● **Dataset entries**:
*-*-*

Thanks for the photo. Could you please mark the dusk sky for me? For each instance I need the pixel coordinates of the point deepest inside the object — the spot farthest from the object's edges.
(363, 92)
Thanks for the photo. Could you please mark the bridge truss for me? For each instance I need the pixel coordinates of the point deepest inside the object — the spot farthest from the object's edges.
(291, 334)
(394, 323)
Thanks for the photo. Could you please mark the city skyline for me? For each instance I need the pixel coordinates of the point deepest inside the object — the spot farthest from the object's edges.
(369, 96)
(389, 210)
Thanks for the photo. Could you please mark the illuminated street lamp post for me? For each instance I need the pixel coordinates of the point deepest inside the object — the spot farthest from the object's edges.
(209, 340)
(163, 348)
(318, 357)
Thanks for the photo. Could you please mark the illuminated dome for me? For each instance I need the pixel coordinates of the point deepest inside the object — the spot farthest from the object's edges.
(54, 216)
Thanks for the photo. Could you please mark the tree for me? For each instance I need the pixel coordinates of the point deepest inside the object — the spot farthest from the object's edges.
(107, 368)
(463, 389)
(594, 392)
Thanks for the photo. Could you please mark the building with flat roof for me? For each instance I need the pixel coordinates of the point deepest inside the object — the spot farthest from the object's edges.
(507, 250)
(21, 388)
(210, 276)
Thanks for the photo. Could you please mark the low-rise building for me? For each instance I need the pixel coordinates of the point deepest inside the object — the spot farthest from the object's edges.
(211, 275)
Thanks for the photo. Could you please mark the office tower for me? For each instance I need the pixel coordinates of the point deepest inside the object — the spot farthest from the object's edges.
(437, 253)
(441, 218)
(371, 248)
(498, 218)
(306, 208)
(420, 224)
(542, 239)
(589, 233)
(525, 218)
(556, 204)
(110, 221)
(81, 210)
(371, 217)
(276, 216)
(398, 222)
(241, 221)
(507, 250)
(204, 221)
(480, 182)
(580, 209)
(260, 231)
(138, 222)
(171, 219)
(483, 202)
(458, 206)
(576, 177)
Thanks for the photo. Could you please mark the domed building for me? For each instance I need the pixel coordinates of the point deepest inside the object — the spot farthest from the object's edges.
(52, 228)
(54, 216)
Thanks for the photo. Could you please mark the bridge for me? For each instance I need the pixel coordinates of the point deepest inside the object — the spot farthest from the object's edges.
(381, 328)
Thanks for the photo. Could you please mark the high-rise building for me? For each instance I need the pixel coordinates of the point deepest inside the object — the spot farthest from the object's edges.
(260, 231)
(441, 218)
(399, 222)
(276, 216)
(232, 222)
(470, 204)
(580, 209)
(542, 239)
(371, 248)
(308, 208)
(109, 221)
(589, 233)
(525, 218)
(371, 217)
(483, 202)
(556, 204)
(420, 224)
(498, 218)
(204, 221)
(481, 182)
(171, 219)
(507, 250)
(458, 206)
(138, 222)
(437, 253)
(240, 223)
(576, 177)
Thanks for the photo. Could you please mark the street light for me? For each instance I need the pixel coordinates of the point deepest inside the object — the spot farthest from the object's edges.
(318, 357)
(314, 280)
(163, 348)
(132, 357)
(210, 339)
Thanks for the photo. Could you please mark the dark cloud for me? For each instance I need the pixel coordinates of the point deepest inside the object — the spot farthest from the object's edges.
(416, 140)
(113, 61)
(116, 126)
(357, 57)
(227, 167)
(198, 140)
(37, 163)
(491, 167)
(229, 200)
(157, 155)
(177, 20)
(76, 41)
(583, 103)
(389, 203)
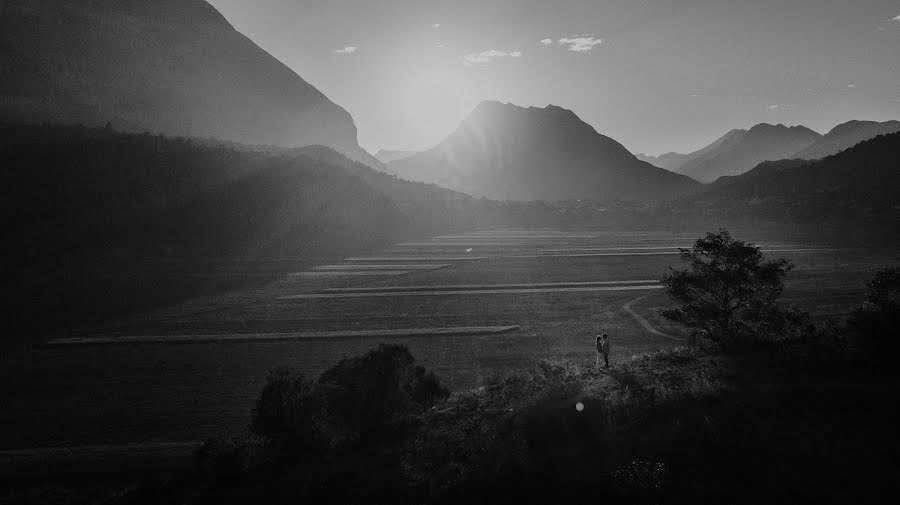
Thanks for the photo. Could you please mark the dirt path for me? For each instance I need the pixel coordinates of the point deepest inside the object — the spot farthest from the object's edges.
(646, 324)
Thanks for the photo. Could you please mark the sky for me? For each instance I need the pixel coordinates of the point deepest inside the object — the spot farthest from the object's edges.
(656, 75)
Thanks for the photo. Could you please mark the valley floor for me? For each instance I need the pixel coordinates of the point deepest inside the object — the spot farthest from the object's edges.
(557, 288)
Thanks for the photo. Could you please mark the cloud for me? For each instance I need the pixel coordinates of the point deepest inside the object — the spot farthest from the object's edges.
(489, 56)
(581, 43)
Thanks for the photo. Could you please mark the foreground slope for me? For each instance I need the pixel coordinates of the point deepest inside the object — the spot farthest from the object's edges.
(847, 135)
(506, 152)
(169, 66)
(741, 150)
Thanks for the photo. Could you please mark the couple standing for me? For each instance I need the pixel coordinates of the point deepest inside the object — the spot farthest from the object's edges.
(603, 349)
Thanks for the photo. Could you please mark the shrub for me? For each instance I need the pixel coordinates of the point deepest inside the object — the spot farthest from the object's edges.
(729, 292)
(370, 393)
(291, 411)
(876, 321)
(358, 398)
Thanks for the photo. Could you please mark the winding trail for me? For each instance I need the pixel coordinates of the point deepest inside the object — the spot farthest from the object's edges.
(646, 324)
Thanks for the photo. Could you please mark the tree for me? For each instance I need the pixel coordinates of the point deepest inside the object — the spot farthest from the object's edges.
(729, 290)
(877, 320)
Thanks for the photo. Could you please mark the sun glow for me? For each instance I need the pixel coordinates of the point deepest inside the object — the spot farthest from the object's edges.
(436, 100)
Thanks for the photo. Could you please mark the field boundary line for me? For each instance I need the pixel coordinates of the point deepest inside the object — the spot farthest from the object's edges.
(473, 292)
(453, 331)
(643, 321)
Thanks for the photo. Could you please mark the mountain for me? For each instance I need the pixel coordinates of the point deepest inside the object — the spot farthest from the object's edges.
(167, 66)
(740, 150)
(506, 152)
(858, 184)
(386, 156)
(667, 161)
(846, 135)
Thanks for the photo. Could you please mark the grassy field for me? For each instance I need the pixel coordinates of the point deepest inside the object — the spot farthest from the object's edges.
(153, 392)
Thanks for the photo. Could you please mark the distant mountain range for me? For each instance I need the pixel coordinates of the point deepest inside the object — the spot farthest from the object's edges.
(506, 152)
(738, 151)
(168, 66)
(858, 183)
(845, 136)
(386, 156)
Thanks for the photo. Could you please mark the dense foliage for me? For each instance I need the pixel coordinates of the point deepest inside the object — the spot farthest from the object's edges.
(359, 398)
(729, 290)
(878, 319)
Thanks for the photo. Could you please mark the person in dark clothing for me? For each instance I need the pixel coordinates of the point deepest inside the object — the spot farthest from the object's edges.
(603, 349)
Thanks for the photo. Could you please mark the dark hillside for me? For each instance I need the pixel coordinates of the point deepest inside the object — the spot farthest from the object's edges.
(98, 222)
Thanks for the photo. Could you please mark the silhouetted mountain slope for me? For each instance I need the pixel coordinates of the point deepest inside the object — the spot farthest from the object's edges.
(668, 161)
(385, 156)
(506, 152)
(168, 66)
(68, 190)
(845, 136)
(858, 183)
(740, 150)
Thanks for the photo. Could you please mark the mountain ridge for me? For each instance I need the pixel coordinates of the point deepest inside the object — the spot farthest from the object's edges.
(172, 67)
(507, 152)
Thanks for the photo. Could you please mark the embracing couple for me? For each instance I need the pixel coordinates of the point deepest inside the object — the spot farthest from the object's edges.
(603, 349)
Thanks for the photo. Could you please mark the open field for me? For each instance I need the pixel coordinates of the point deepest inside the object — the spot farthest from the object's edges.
(558, 289)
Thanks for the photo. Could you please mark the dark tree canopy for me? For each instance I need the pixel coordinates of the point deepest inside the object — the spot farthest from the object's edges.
(729, 290)
(878, 318)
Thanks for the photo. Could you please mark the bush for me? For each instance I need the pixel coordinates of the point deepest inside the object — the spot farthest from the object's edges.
(291, 411)
(877, 320)
(358, 398)
(729, 292)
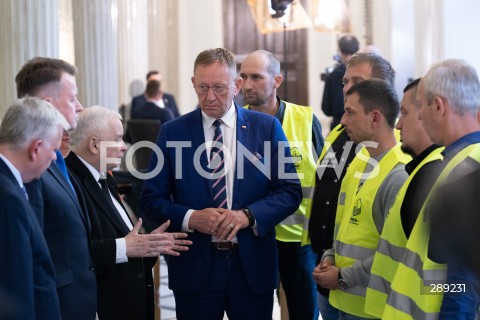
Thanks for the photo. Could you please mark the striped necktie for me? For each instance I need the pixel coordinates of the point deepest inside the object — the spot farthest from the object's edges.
(217, 165)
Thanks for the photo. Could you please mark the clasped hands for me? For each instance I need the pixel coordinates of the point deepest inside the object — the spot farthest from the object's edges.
(326, 274)
(221, 223)
(156, 242)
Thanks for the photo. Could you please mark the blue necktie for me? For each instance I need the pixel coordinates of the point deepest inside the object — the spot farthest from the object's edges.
(217, 165)
(60, 162)
(25, 192)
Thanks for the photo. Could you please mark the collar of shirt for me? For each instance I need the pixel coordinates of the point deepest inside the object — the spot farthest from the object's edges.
(410, 167)
(159, 103)
(228, 118)
(96, 175)
(14, 170)
(461, 143)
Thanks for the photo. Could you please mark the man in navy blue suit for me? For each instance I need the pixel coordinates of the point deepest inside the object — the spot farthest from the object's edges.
(227, 178)
(57, 199)
(167, 99)
(29, 134)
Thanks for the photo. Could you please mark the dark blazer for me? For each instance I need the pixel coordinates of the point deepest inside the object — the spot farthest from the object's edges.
(125, 290)
(27, 276)
(168, 100)
(270, 200)
(151, 111)
(67, 231)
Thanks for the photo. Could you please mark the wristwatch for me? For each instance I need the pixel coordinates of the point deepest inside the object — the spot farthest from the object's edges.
(342, 284)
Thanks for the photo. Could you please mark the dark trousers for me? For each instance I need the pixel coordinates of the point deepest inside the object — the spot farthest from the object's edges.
(226, 291)
(296, 264)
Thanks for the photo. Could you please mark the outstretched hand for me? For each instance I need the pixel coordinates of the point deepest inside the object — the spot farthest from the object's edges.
(155, 243)
(175, 237)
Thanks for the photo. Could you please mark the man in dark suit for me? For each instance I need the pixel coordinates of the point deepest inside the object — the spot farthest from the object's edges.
(29, 134)
(229, 206)
(154, 107)
(123, 257)
(56, 199)
(167, 99)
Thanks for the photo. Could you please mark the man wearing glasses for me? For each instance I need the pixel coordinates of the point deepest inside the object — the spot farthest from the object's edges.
(241, 184)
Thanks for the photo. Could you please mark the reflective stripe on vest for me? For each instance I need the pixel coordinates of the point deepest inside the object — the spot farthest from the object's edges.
(410, 290)
(357, 235)
(297, 125)
(391, 248)
(329, 141)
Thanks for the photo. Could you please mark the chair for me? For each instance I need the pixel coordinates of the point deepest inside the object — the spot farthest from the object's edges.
(142, 130)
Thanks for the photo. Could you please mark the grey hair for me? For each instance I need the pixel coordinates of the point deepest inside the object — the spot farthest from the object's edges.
(217, 55)
(456, 81)
(92, 120)
(28, 119)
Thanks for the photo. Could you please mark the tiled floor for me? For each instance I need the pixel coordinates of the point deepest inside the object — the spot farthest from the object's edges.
(167, 302)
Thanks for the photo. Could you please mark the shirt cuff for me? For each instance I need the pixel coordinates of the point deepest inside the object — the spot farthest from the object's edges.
(186, 219)
(121, 255)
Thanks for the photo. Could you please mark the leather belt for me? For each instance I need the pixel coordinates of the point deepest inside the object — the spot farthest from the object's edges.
(225, 245)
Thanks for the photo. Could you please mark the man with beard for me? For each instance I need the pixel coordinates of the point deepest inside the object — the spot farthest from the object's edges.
(423, 171)
(261, 76)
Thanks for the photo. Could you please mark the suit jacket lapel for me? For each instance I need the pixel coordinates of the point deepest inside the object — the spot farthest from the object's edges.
(198, 138)
(58, 175)
(242, 137)
(112, 186)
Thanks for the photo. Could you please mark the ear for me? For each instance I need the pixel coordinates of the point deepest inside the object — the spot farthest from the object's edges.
(376, 118)
(439, 103)
(94, 145)
(277, 81)
(34, 149)
(238, 85)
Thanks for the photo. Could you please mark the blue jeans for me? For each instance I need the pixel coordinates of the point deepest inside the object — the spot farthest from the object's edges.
(327, 311)
(296, 264)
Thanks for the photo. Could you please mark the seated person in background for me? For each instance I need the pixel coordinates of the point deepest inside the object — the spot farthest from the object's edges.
(154, 107)
(167, 99)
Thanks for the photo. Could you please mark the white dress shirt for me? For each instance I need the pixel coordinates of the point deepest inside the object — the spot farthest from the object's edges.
(229, 132)
(121, 245)
(14, 170)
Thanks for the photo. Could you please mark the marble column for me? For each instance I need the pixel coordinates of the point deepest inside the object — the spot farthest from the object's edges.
(95, 34)
(28, 28)
(132, 48)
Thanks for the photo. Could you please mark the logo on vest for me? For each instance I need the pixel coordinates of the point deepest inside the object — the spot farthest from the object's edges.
(357, 209)
(296, 157)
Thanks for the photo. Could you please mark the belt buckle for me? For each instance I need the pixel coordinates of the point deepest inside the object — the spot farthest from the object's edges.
(219, 246)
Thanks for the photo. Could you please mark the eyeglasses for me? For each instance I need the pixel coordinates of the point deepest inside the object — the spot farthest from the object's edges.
(217, 89)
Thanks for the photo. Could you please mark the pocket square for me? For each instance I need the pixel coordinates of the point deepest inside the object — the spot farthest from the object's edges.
(256, 156)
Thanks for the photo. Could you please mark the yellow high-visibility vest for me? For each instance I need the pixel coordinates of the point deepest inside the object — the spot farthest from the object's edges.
(356, 233)
(297, 126)
(329, 141)
(411, 296)
(391, 248)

*-*-*

● **Exercise**: Begin with the line holding "Thanks for the photo. Could you please mark the seated" and end with the last line of the material. Write out those lines exactly, and only those.

● **Result**:
Thanks for the photo. Could you please mark the seated person in background for me? For each instance I need the pixel coordinates of the point deepest inside the object — the spot farthest from the object's edges.
(154, 107)
(167, 99)
Thanks for the photo. Could you please mark the white dress shirt for me? For each instance I need the pixel coordinates of the point deepest inside the object — the spot farthest from the object's edges.
(229, 132)
(121, 245)
(14, 170)
Thanks for the photo. Could you please mark the marble column for me? For each instance I need the pixel coordinates of the point deepest inside the object — the spot farthest from the object's edges.
(95, 34)
(28, 28)
(132, 48)
Thanks for the photo. Could you please mark the logo on vest for me? For each instance I need the pixel coordinates of the point deepest inside the object — the spot farthest from the object's edges.
(357, 209)
(296, 157)
Thanks for the photo. Could you please mark the belt buckle for me? For each instance I need the pixel coordinates of the point deepest inside the object — the spot farthest from the object's edges.
(219, 246)
Thanks for the photo. Could you please mark the eyeglasses for me? For each instance I need the pixel coordinates of the point deepest inside the object — the spot farthest from the object's edges.
(217, 89)
Thanks for the photo. Could you please mark the pocket square for me? For each instance I need the pixel coordinates of the point deepest inside the object — the spot farthest from the object's edges.
(256, 156)
Thanks for the photo. Could you please mark the yellow high-visibility vest for me? For each instance I need the pixel coordinates of the point deepest inside the object — the spot farthest from the object's edges.
(356, 233)
(297, 126)
(329, 141)
(411, 296)
(391, 248)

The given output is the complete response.